▸ Task objective:
Report every line in the listing below where the string "logo" shows up.

____ Data under study

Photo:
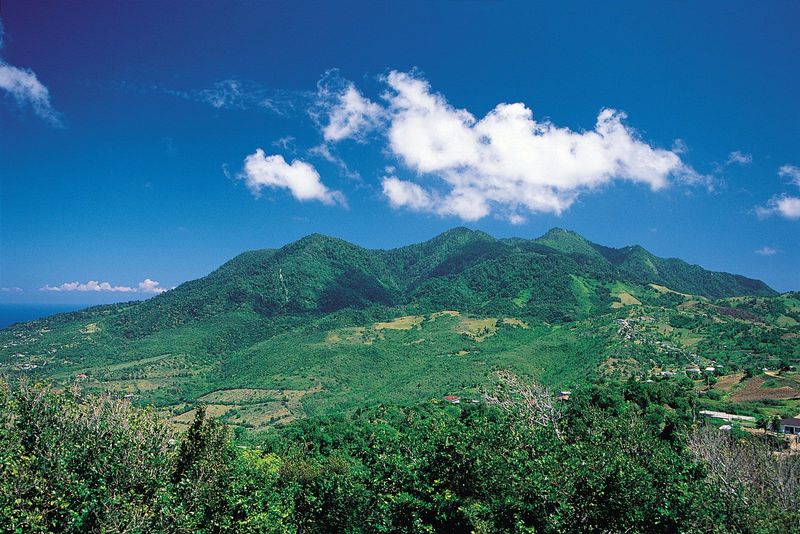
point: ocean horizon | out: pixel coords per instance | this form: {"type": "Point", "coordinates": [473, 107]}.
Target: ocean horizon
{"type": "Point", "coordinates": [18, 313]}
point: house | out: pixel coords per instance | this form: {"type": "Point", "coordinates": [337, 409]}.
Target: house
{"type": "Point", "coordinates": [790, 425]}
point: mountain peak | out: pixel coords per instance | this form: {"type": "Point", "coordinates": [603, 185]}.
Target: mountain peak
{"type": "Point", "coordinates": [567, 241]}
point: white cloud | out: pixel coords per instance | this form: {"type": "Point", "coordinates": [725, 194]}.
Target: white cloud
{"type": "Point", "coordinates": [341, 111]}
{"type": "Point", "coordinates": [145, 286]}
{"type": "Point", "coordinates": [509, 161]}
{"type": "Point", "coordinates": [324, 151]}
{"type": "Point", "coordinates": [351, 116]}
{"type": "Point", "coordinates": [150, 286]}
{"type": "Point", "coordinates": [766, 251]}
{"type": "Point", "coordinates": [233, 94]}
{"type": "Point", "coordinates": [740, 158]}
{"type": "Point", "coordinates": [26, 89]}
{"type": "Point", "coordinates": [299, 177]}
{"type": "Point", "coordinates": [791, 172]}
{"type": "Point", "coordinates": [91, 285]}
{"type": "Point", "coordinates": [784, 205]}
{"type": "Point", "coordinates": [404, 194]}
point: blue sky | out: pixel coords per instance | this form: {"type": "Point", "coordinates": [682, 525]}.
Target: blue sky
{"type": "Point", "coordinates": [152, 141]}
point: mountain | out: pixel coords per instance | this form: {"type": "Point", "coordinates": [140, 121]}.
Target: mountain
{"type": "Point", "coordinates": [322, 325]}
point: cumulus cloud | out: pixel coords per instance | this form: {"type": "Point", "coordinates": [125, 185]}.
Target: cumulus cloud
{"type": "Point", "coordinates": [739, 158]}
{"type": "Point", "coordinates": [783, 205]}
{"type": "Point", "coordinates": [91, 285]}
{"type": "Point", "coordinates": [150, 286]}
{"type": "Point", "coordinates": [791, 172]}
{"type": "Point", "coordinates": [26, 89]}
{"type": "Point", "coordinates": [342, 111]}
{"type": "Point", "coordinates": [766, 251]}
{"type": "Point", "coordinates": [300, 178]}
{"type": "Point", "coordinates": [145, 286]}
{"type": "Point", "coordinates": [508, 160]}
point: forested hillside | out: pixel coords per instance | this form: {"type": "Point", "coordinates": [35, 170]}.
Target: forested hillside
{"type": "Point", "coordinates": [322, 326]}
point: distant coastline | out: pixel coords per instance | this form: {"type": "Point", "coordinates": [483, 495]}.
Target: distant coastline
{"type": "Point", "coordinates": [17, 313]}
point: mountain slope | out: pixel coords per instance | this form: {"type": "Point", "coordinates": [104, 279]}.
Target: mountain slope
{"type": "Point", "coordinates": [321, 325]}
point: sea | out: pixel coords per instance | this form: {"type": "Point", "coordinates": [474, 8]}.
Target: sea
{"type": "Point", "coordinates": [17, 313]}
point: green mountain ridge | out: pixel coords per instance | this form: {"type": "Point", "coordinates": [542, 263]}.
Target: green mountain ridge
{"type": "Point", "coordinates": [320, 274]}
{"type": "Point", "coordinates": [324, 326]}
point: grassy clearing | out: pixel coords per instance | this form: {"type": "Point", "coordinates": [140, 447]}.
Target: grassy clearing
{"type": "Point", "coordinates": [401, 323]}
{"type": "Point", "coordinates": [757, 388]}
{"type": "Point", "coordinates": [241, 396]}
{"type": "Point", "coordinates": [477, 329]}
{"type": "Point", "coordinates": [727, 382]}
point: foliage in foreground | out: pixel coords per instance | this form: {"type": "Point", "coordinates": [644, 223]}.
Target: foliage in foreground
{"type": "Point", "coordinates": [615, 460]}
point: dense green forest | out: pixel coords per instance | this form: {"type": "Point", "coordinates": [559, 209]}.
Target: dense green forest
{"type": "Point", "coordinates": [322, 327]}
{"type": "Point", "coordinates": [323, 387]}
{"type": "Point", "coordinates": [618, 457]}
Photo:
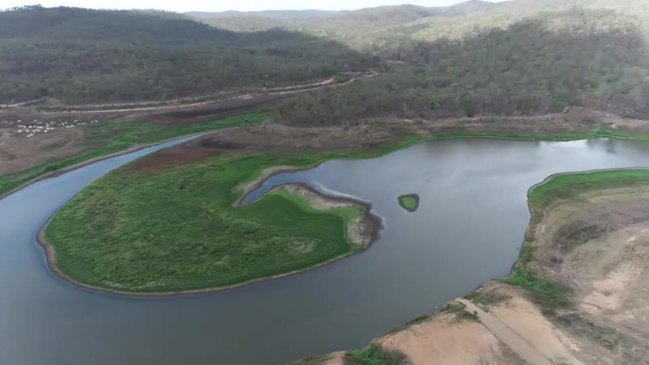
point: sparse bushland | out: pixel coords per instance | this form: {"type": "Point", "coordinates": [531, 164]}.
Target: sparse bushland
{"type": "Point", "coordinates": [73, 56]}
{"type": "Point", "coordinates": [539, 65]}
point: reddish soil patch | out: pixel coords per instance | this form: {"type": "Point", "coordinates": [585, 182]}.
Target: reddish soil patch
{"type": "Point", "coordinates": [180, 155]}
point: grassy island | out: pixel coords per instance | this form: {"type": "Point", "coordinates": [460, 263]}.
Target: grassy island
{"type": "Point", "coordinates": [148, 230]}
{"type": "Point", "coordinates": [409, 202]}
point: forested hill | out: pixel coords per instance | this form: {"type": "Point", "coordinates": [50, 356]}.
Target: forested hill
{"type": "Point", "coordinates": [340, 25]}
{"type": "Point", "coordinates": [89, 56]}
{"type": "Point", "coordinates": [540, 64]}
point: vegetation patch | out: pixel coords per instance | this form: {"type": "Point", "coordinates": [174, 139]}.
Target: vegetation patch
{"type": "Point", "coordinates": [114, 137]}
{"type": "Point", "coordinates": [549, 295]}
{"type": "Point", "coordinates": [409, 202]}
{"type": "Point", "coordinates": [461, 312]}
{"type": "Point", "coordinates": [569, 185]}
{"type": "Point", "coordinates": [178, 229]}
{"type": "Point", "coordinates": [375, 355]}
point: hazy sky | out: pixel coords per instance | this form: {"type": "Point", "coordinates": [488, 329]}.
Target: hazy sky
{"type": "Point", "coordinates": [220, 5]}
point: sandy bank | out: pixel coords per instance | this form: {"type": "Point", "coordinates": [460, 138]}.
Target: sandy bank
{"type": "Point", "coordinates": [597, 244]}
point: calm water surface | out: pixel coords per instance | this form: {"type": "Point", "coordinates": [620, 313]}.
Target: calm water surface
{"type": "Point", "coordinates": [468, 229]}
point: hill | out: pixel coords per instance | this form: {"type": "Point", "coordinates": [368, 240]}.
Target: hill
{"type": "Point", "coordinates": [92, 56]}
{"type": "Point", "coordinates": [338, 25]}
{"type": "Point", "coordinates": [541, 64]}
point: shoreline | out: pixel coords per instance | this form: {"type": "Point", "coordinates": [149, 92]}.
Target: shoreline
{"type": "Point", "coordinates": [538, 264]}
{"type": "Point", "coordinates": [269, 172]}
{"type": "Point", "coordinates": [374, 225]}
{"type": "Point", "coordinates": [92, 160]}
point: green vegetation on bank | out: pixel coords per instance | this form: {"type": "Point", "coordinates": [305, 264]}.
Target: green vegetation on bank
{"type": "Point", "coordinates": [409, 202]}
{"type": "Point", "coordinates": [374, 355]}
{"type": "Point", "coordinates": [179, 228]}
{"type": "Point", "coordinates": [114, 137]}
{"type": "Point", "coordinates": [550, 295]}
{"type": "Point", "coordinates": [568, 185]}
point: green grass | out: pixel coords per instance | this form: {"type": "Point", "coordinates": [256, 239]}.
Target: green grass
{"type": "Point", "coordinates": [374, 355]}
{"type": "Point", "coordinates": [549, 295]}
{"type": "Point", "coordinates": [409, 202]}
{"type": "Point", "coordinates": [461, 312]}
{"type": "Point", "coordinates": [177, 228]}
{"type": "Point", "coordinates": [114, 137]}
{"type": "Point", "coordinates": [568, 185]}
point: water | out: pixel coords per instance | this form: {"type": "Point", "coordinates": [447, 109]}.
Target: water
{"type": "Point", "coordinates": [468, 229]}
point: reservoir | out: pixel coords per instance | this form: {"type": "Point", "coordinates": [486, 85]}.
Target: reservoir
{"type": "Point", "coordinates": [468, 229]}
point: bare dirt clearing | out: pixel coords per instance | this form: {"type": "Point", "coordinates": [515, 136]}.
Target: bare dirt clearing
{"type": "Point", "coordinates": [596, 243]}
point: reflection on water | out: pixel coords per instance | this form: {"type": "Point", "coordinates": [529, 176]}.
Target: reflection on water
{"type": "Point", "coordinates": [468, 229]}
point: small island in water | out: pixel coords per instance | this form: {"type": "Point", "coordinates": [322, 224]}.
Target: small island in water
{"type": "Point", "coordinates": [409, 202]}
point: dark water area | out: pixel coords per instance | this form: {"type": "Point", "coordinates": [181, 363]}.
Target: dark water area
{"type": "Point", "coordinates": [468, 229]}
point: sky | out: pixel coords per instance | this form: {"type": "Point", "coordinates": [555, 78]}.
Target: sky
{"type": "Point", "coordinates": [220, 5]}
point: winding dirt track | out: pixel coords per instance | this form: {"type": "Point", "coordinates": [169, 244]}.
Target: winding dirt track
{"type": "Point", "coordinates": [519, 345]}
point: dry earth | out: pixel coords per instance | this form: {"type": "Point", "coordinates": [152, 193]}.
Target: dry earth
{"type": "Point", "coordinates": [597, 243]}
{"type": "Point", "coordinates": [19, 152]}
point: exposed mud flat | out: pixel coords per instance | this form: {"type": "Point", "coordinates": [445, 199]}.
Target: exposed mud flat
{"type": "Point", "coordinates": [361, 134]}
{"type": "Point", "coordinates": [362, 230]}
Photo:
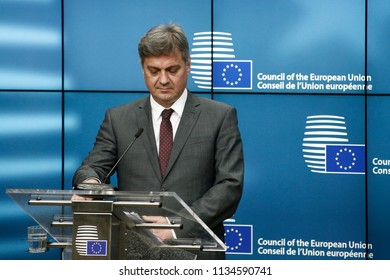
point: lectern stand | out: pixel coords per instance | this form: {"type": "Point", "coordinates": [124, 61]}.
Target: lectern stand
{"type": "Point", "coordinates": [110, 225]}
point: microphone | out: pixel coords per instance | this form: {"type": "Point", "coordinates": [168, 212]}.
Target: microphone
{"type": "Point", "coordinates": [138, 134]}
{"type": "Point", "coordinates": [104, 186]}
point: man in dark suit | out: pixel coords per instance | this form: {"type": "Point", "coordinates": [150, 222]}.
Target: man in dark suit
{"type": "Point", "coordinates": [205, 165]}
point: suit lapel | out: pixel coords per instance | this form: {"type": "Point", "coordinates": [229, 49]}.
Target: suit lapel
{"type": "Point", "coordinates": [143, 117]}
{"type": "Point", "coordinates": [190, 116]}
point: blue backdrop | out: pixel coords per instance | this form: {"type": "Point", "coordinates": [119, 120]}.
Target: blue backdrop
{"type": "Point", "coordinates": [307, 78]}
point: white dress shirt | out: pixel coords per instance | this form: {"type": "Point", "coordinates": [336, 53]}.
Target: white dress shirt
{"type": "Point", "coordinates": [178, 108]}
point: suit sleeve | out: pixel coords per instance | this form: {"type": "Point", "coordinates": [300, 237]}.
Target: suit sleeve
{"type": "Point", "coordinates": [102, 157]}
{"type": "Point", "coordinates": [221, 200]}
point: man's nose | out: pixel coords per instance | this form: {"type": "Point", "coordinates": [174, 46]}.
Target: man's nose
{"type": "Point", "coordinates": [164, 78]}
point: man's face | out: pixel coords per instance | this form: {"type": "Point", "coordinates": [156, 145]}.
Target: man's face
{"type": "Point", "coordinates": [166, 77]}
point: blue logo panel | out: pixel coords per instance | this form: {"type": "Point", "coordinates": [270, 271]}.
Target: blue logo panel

________

▸ Output below:
point: blue logo panel | out: pixel coords per instance | this form: {"type": "Point", "coordinates": [270, 271]}.
Target: blue logo panel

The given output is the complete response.